| Task requirements |
1) Answer these questions about the coaching text, one per line:
(a) What is the fundamental aim of coaching?
(b) What is it advisable to read through before turning to the DVD?
(c) What do the materials and the coaching process hope to help reduce?
2) Give back the part of the coaching text that runs from "The New Maudsley" down to "in your loved one.", word for word.

Passage below:

I teach the same motivational principles as those you are encouraged to use yourself in the home with your loved one, i.e., open questions, affirmations, reflective listening, summarising and rolling with resistance.  The fundamental aim of coaching is to set goals and action planning and during each session you’ll be encouraged to reflect on any manageable behaviours that you would like to address in an effort to help you move forward in a more positive direction with the eating disorder.  You will be encouraged to use the strategies and techniques from the skills training manual.  The very essence of the process is to examine any behaviours that you would like to see changed, either in yourself or your loved one.  We work towards setting manageable goals.  It’s important that you strike a balance between action plans that challenge some of the eating disorder behaviours yet aren’t so overwhelming that you are set up for possible failure.    We want to keep up your motivation and instil a sense of empowerment in you, as the carer.

The New Maudsley carer coaching is designed to be used as a supplement to the skills training manual and the DVD.   The DVD and the manual complement each other and it is advisable to read through the manual before turning to the DVD.  The DVD describes the same techniques and strategies as those illustrated in the manual, providing a visualisation of practical examples of everyday situations through role plays.

It is hoped that these materials and the coaching process will help in reducing distress along with any behaviours that may be accommodating the symptoms.  This involves contemplating and reflecting upon change.  There are challenges to contemplating and instigating change: it is hoped that by experimenting with the ways you yourself react to the illness, that this will have a positive effect on encouraging change in your loved one.

End of Passage.
Information supplied below:

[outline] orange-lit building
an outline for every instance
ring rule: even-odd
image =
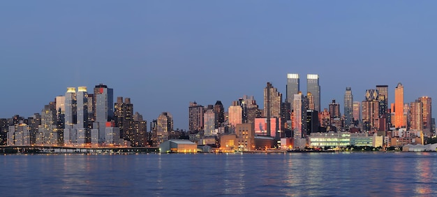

End of Information supplied.

| Written answers |
1)
(a) To set goals and action planning.
(b) The manual.
(c) Distress, along with any behaviours that may be accommodating the symptoms.

2)
The New Maudsley carer coaching is designed to be used as a supplement to the skills training manual and the DVD.   The DVD and the manual complement each other and it is advisable to read through the manual before turning to the DVD.  The DVD describes the same techniques and strategies as those illustrated in the manual, providing a visualisation of practical examples of everyday situations through role plays.

It is hoped that these materials and the coaching process will help in reducing distress along with any behaviours that may be accommodating the symptoms.  This involves contemplating and reflecting upon change.  There are challenges to contemplating and instigating change: it is hoped that by experimenting with the ways you yourself react to the illness, that this will have a positive effect on encouraging change in your loved one.